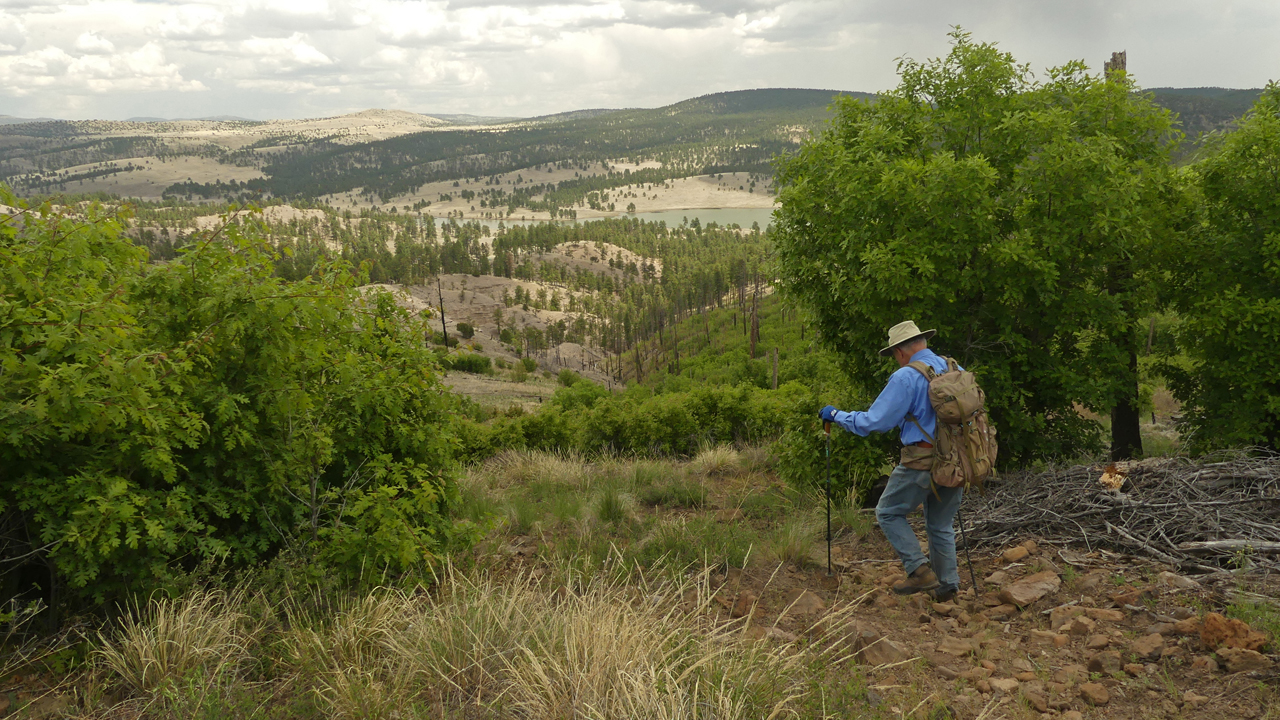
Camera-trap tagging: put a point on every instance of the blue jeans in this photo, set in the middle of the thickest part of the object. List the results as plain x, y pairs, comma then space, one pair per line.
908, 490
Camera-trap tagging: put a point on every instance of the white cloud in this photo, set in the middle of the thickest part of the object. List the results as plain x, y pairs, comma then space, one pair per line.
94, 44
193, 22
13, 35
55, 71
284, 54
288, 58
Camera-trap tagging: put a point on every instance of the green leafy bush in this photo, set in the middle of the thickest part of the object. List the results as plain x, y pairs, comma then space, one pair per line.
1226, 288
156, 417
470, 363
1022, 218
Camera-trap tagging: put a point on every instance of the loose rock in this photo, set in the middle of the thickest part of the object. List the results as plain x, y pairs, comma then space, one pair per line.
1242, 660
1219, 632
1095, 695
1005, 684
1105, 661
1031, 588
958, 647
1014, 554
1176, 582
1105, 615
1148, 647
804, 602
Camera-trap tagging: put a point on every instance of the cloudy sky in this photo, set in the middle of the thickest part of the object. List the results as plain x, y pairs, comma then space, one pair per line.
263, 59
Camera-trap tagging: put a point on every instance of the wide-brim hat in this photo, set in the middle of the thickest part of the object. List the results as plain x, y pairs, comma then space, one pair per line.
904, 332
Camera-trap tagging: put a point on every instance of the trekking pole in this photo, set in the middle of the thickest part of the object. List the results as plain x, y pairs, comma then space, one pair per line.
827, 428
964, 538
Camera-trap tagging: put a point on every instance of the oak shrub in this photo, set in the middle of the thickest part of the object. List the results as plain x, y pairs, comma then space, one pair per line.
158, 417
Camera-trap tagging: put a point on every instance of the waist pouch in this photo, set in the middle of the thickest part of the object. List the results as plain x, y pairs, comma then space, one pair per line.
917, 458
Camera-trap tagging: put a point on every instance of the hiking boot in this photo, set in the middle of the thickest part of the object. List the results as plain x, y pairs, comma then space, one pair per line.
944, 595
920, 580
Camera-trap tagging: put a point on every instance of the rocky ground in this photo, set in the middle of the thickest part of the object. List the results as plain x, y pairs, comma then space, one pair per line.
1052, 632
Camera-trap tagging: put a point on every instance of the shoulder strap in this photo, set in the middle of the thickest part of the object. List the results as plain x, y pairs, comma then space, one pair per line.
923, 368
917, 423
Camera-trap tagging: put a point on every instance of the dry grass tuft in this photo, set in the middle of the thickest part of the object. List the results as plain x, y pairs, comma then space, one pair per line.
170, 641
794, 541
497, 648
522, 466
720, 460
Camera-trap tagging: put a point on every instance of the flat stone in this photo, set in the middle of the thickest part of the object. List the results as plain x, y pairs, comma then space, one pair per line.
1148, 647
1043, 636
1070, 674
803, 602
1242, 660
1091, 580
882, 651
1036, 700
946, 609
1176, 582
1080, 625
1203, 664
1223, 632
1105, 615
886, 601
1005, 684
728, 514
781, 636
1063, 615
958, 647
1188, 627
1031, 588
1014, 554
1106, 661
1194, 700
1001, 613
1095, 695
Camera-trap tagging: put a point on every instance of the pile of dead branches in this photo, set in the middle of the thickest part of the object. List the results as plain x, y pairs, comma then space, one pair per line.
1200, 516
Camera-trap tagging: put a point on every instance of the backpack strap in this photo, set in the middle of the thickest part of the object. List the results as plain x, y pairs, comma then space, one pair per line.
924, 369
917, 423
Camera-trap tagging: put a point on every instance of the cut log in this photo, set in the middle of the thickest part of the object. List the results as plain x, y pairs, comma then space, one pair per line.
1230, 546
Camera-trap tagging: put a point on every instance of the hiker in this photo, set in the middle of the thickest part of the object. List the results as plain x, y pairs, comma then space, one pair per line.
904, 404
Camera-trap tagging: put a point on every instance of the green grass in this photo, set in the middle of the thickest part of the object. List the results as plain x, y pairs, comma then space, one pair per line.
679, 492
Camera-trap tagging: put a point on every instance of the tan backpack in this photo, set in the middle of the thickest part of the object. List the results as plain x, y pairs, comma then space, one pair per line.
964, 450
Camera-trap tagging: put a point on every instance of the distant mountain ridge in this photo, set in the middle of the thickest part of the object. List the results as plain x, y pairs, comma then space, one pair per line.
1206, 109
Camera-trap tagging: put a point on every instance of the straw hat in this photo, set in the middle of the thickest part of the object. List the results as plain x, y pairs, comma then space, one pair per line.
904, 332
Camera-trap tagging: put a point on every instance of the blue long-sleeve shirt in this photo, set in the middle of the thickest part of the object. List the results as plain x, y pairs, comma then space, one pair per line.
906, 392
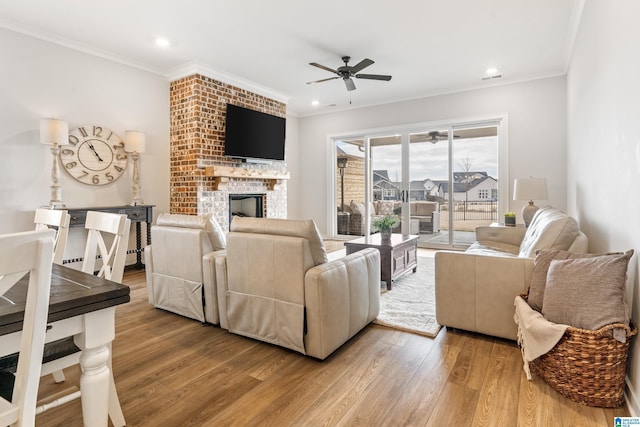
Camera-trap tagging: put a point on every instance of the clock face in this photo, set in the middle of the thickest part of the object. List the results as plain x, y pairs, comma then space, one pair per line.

━━━━━━━━

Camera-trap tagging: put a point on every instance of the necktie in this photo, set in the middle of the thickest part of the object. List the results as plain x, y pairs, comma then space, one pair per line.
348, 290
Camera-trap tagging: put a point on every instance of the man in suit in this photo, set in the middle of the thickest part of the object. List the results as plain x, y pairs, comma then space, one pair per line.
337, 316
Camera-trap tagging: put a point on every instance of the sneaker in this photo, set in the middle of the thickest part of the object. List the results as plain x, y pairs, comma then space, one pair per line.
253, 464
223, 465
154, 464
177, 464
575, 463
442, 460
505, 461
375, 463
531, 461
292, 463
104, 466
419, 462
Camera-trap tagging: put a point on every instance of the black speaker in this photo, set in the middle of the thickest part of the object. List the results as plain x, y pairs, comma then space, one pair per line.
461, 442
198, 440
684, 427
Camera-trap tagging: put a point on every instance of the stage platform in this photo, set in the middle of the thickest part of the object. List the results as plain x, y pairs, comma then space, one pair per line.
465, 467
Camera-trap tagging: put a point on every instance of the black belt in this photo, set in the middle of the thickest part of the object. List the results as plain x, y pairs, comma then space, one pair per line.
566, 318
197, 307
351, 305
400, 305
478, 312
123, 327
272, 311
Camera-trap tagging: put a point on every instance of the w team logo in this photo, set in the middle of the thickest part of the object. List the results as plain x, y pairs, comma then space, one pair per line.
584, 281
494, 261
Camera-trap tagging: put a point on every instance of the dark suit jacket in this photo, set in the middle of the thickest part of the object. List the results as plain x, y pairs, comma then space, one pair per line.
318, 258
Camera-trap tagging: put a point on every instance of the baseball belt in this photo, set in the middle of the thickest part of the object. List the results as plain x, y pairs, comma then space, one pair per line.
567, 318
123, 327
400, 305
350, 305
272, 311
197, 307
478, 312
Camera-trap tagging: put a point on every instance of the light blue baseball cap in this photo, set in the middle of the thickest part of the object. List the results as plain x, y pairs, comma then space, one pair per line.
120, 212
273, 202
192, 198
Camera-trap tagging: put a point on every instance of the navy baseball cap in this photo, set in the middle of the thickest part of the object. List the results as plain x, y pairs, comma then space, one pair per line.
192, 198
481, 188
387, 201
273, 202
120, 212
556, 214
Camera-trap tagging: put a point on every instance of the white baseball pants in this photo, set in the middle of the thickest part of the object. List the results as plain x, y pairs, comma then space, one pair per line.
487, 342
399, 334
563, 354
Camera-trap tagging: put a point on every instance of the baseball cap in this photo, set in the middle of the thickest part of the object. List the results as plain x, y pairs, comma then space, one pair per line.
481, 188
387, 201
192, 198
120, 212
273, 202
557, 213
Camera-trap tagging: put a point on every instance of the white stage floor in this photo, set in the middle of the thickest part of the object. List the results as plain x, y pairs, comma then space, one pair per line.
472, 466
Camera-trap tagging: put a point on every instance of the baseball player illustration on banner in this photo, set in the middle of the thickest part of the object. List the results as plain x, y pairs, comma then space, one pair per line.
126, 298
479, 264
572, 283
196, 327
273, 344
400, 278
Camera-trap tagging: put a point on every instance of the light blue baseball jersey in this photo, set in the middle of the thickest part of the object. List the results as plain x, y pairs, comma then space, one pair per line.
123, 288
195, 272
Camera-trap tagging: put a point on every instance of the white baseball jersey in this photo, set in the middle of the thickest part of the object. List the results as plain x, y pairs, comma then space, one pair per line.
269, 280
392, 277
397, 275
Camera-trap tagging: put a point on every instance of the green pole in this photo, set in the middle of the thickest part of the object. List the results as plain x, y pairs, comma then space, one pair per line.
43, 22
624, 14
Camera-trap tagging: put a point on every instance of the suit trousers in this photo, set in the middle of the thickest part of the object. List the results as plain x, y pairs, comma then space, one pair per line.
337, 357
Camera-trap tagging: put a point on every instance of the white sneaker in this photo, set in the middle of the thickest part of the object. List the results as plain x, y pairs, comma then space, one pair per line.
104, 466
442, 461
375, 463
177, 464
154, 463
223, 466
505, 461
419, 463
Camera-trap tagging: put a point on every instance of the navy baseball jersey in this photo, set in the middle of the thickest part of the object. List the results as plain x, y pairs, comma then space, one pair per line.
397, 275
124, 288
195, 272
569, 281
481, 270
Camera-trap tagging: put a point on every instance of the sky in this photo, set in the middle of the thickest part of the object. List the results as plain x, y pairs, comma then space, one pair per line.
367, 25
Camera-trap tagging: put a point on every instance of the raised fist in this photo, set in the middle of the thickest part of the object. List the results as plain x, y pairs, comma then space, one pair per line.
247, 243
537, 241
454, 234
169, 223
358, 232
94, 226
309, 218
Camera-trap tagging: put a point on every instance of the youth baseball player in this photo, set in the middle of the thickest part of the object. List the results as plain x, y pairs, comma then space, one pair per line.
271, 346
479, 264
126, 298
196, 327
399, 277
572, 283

━━━━━━━━

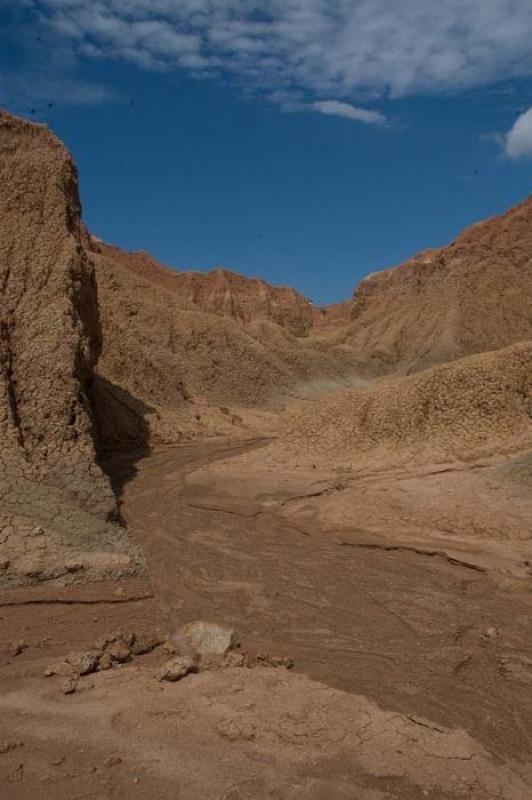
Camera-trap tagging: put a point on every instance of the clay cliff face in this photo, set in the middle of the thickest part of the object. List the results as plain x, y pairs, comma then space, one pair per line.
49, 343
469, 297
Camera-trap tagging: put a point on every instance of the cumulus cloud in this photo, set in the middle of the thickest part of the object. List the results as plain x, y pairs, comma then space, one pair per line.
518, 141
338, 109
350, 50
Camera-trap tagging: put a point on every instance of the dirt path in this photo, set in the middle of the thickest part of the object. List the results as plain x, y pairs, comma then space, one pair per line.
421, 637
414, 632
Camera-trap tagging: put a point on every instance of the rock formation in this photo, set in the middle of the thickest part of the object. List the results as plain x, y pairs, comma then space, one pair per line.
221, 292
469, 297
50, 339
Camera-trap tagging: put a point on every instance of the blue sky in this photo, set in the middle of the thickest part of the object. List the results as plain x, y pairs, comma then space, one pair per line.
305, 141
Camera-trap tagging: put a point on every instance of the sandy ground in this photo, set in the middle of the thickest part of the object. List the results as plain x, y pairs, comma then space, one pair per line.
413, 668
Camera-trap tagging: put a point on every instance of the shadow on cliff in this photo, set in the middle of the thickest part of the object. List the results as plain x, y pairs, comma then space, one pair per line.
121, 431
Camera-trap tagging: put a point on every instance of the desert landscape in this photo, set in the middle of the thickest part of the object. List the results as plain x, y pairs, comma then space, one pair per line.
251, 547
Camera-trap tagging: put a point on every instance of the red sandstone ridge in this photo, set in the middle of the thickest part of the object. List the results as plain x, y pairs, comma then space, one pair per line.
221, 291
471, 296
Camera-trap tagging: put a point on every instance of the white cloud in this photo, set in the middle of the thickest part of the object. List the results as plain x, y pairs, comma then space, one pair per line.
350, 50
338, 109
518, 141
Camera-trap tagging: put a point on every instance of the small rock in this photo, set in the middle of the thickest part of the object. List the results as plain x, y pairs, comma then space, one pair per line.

━━━━━━━━

__Exercise details__.
Count the lines in the rows above that contain the word "black", treating case as significant. Give only the number.

__Finished task__.
2